───── Fragmento para leer ─────
Uno de los principales propósitos del esquizoanálisis o la micropolítica es el de trazar alianzas entre las singularidades en lucha a partir de sus diferencias.
Guattari avanza por este flanco empuñando la producción sartreana como aliada. En la Crítica de la razón dialéctica (1960), Sartre analiza los diferentes tipos de conjuntos que se pueden encontrar en el campo social. El primer conjunto es la serie, caracterizada por la subordinación del sujeto como simple unidad indiferenciada dentro de la masa. La segunda tipología, en cambio, se hace visible a través de los grupos en fusión, y se constituye en la lucha por dejar atrás toda relación basada en la alienación y la explotación. El grupo abandona así su estado de objetivación, en la medida en que ya no se encuentra subyugado por una fuerza externa. En todo caso, la nueva condición ontológica y política del grupo no se puede materializar si no es poniendo en comunicación la singularidad con la multiplicidad, la autonomía con la articulación colectiva, con el propósito de dar lugar a un nuevo conjunto en el que cada uno de sus miembros constituya, en sí mismo y en relación con los otros, un elemento de intermediación.
─────
[Enunciado de la tarea] Redacte la continuación del fragmento sobre el esquizoanálisis y los conjuntos sociales en Sartre, empezando justo después de su última oración.
───── Tabla de datos ─────
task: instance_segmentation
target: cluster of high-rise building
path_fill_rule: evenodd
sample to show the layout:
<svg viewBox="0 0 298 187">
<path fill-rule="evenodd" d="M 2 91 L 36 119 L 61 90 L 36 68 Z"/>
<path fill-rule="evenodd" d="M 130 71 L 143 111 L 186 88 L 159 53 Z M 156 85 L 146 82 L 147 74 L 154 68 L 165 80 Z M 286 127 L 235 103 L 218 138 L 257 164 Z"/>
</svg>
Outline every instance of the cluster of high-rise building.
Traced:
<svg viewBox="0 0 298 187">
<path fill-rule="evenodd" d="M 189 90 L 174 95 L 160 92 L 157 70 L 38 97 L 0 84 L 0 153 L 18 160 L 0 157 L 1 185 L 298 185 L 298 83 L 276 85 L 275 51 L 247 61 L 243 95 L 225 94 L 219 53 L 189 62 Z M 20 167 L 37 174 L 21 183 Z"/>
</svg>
─────
[Solución]
En el caso que nos ocupa, se trata de evitar que los grupos operen mediante la eliminación de los disensos internos, pues son estos, al fin y al cabo, los que mantienen la “pasión procesual” a la hora de constituir cualquier espacio de realidad. Asimismo, se pretende evitar que los grupos actúen mediante la exclusión dirigida hacia el exterior. Guattari apunta que la delimitación entre las dos tipologías de grupo se da principalmente en el ámbito teórico, pues en la práctica concreta todo colectivo corre el riesgo de traicionar la potencia disruptiva del deseo. En definitiva, se trata de evitar que en los grupos se formen bloques de carácter molar sobre la base molecular que en un principio los sustenta. Que no se acaben creando, asimismo, los llamados “microfascismos de grupo”, con la recuperación de estructuras basadas en la centralización y la jerarquía. Como indica Foucault en el prefacio a la edición estadounidense de El Anti-Edipo, en lo que califica como la puesta en práctica de una ética concreta, todo este proceso implica perseguir en los repliegues del cuerpo, individual y colectivo, cualquier rastro de vida fascista.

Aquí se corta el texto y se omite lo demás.